___ TEXTO CITADO
No quiero pecar una vez más de nostálgica, pero es imposible para mi echar la vista atrás y recordar mi niñez, mis primeros días de escolarización y que no me asalte cierta añoranza que me obliga, ni mucho menos con pesar, a describir aquellos dulces momentos.
Comencé por ?machaconería?, insistencia e influencia paterna, ir a la escuela a la tierna edad de cuatro años, en el Colegio Maria Auxiliadora, popularmente llamado el ?Colegio de la Estación? en la barriada malagueña del Palo.
Estaba a escasos metros de mi casa, situada en Calle La Bara número 20; desde el escalón de su puerta, mi madre divisaba la estación de tren, justo al lado del colegio, donde tenía su parada ?la cochinita? el tren que unía en aquella época el centro de la capital malagueña con la Axarquía.
Ahora, en la distancia del tiempo, los sentimientos solapan en gran parte las sensaciones, las emocionas y la memoria de mis primeros días escolares; aunque muchos son los detalles que la lejanía no han podido borrar, a pesar del desgaste del paso de tantísimos años.
______
___ LISTADO
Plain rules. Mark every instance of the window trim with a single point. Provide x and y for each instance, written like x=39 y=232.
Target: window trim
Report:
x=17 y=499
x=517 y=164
______
___ LISTADO
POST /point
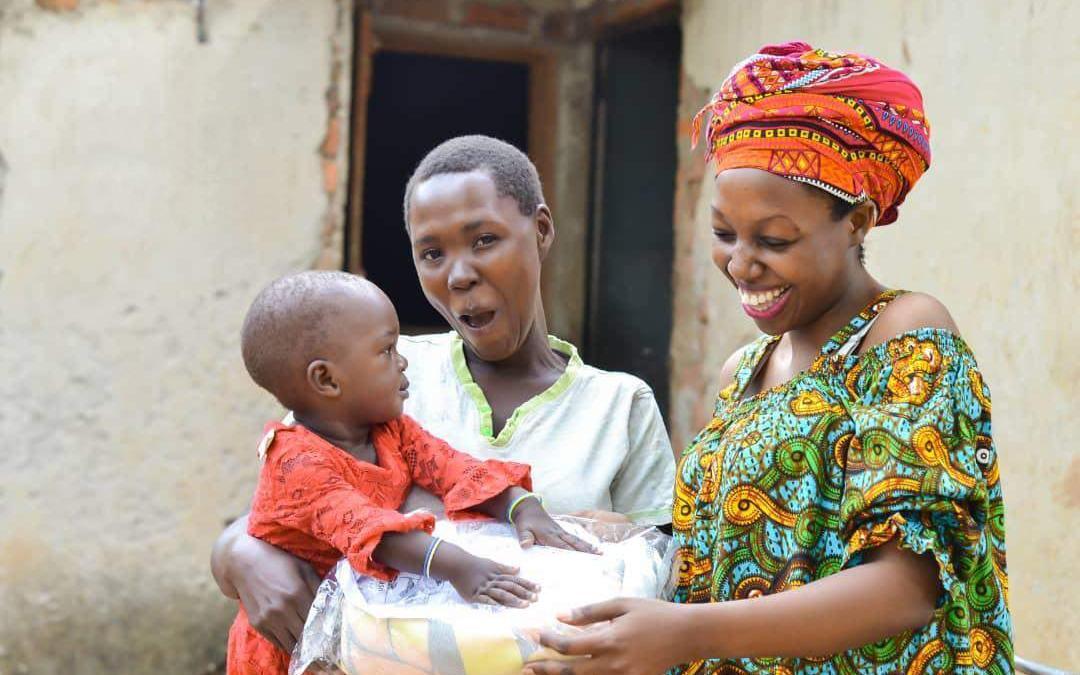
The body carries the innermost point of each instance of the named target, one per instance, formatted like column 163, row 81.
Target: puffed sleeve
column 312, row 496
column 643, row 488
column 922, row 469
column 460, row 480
______
PETICIÓN:
Copia entero, sin cambiar nada, el texto sobre los recuerdos de la primera escuela.

RESPUESTA:
No quiero pecar una vez más de nostálgica, pero es imposible para mi echar la vista atrás y recordar mi niñez, mis primeros días de escolarización y que no me asalte cierta añoranza que me obliga, ni mucho menos con pesar, a describir aquellos dulces momentos.
Comencé por ?machaconería?, insistencia e influencia paterna, ir a la escuela a la tierna edad de cuatro años, en el Colegio Maria Auxiliadora, popularmente llamado el ?Colegio de la Estación? en la barriada malagueña del Palo.
Estaba a escasos metros de mi casa, situada en Calle La Bara número 20; desde el escalón de su puerta, mi madre divisaba la estación de tren, justo al lado del colegio, donde tenía su parada ?la cochinita? el tren que unía en aquella época el centro de la capital malagueña con la Axarquía.
Ahora, en la distancia del tiempo, los sentimientos solapan en gran parte las sensaciones, las emocionas y la memoria de mis primeros días escolares; aunque muchos son los detalles que la lejanía no han podido borrar, a pesar del desgaste del paso de tantísimos años.